• **Written instruction**
Rewrite the data below, from the line with "Identify the red" through the end of the data, keeping every line and increasing each point coordinate in the answers by 83.

Named object pointing data
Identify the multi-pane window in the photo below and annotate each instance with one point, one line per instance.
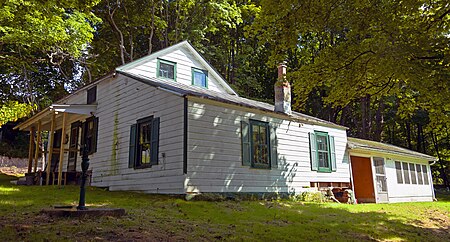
(144, 143)
(259, 144)
(419, 174)
(199, 78)
(323, 151)
(412, 171)
(323, 156)
(166, 69)
(406, 172)
(398, 170)
(89, 135)
(380, 174)
(92, 95)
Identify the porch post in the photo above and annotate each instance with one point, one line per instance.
(30, 150)
(38, 141)
(61, 149)
(50, 153)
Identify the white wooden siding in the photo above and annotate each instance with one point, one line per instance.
(185, 61)
(214, 153)
(129, 100)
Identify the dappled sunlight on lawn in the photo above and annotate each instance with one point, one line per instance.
(8, 190)
(21, 203)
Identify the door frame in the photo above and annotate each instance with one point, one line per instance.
(355, 185)
(379, 195)
(73, 146)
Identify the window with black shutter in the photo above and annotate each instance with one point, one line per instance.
(144, 143)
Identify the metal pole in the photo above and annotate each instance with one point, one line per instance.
(84, 168)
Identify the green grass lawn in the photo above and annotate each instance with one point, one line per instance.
(158, 217)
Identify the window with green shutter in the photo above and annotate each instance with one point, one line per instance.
(322, 152)
(144, 143)
(259, 144)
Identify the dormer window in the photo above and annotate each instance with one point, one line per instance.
(199, 78)
(167, 69)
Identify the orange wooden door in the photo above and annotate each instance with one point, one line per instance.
(363, 179)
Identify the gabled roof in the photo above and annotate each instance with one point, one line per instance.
(184, 44)
(186, 90)
(368, 145)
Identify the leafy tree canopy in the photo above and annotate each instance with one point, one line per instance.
(359, 48)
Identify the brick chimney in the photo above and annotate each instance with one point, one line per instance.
(282, 91)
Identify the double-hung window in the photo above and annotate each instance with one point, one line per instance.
(323, 155)
(199, 78)
(167, 69)
(89, 134)
(144, 143)
(259, 144)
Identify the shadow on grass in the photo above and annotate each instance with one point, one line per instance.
(443, 196)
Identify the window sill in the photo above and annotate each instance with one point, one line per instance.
(324, 171)
(143, 166)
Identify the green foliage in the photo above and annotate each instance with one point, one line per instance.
(41, 39)
(12, 111)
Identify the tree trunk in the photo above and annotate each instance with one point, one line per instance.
(379, 119)
(364, 117)
(152, 30)
(408, 134)
(442, 170)
(118, 31)
(344, 113)
(419, 138)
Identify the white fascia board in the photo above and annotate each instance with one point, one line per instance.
(75, 108)
(189, 47)
(154, 55)
(211, 70)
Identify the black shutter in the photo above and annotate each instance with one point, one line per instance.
(93, 149)
(245, 144)
(132, 149)
(273, 147)
(313, 151)
(154, 145)
(83, 136)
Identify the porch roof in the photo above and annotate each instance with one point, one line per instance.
(45, 116)
(368, 145)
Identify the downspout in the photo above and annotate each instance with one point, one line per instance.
(185, 135)
(430, 175)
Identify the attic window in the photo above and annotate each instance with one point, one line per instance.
(322, 151)
(92, 95)
(167, 69)
(199, 78)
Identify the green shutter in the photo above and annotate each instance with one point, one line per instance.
(154, 145)
(332, 154)
(245, 145)
(132, 150)
(273, 147)
(313, 151)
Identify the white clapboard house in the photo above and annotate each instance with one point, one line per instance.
(169, 123)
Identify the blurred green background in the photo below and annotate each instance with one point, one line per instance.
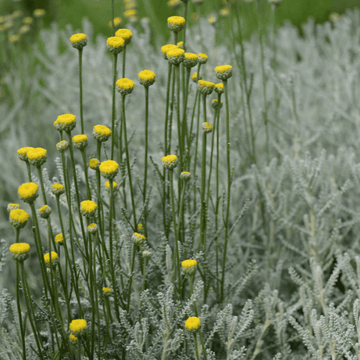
(99, 11)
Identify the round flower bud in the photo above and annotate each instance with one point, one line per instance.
(194, 77)
(190, 60)
(109, 169)
(88, 207)
(185, 175)
(205, 87)
(92, 228)
(13, 207)
(77, 326)
(22, 153)
(18, 218)
(223, 72)
(146, 77)
(57, 189)
(169, 161)
(37, 156)
(203, 58)
(115, 44)
(138, 239)
(28, 192)
(94, 164)
(189, 266)
(59, 238)
(80, 141)
(166, 48)
(52, 258)
(20, 251)
(66, 122)
(176, 23)
(101, 133)
(125, 86)
(126, 34)
(192, 323)
(62, 145)
(78, 41)
(45, 211)
(175, 56)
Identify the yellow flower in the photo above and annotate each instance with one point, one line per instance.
(94, 163)
(28, 192)
(59, 238)
(126, 34)
(146, 77)
(169, 161)
(77, 325)
(66, 122)
(39, 12)
(176, 23)
(190, 60)
(18, 218)
(223, 72)
(88, 207)
(53, 257)
(115, 44)
(20, 251)
(22, 152)
(192, 323)
(78, 41)
(37, 156)
(203, 58)
(166, 48)
(125, 86)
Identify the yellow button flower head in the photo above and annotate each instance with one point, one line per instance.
(13, 207)
(78, 325)
(115, 44)
(223, 72)
(101, 133)
(45, 211)
(18, 218)
(22, 153)
(203, 58)
(185, 175)
(20, 251)
(146, 77)
(192, 323)
(78, 41)
(52, 257)
(169, 161)
(166, 48)
(59, 238)
(39, 12)
(28, 192)
(94, 163)
(126, 34)
(125, 86)
(189, 266)
(205, 87)
(194, 77)
(176, 56)
(92, 228)
(62, 145)
(66, 122)
(176, 23)
(88, 207)
(80, 141)
(37, 156)
(138, 239)
(57, 189)
(190, 60)
(109, 169)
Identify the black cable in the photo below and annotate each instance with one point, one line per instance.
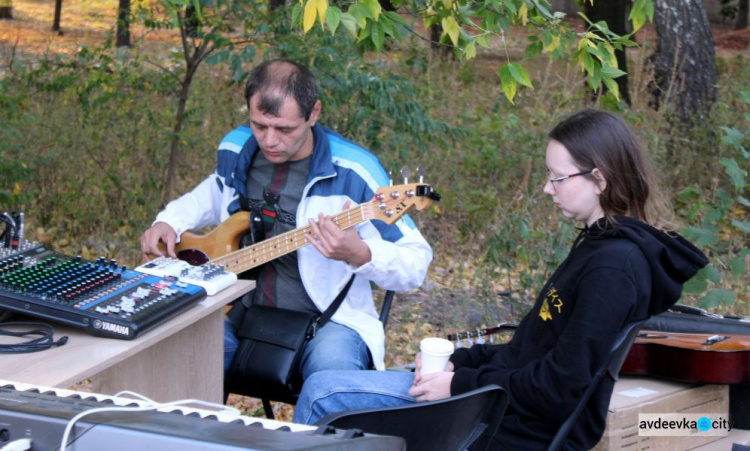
(45, 338)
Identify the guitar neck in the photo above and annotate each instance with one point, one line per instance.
(482, 332)
(272, 248)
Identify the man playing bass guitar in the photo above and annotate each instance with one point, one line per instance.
(292, 172)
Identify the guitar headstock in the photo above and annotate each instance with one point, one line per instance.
(390, 203)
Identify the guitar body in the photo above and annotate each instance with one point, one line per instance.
(221, 246)
(224, 239)
(692, 358)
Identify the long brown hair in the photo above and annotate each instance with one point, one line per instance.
(602, 140)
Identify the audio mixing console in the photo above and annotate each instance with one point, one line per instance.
(101, 297)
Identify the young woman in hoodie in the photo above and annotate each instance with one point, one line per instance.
(622, 267)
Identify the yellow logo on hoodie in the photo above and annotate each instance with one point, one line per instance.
(551, 298)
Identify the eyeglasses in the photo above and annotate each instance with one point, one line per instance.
(565, 177)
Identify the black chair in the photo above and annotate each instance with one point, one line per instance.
(245, 387)
(611, 368)
(450, 424)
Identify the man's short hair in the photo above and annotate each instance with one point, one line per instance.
(278, 79)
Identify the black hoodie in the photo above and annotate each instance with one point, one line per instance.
(613, 275)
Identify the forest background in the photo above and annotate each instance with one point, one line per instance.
(87, 148)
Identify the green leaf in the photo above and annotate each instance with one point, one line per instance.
(742, 225)
(374, 7)
(612, 72)
(737, 266)
(714, 298)
(735, 173)
(507, 83)
(451, 28)
(533, 49)
(612, 86)
(732, 137)
(350, 23)
(377, 35)
(333, 18)
(519, 74)
(470, 51)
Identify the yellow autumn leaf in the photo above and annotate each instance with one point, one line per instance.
(308, 19)
(450, 26)
(322, 7)
(552, 46)
(523, 13)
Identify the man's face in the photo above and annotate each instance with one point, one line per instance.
(286, 137)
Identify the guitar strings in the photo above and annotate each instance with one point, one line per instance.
(247, 258)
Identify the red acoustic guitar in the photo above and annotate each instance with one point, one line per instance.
(692, 358)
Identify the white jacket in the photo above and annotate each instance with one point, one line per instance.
(340, 171)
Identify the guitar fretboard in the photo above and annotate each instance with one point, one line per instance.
(274, 247)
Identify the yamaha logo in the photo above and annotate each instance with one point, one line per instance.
(111, 327)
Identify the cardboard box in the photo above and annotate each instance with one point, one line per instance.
(735, 437)
(634, 395)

• **Solution for this exercise**
Identify the red acoustic guitar in the photo above and annotate each instance with one point, one line per instance.
(775, 441)
Identify the white jacket in the photo above and annotate each instance with one point, one line per instance.
(423, 254)
Identify the guitar fretboard in the photo above and annotate each instance with one point, one line per instance.
(357, 330)
Identify the yamaha logo in the photo above and annotate each instance with one point, one line per instance.
(194, 410)
Identify the cardboard box in the photo above and annotate each instance with one point, one line per instance.
(818, 520)
(717, 478)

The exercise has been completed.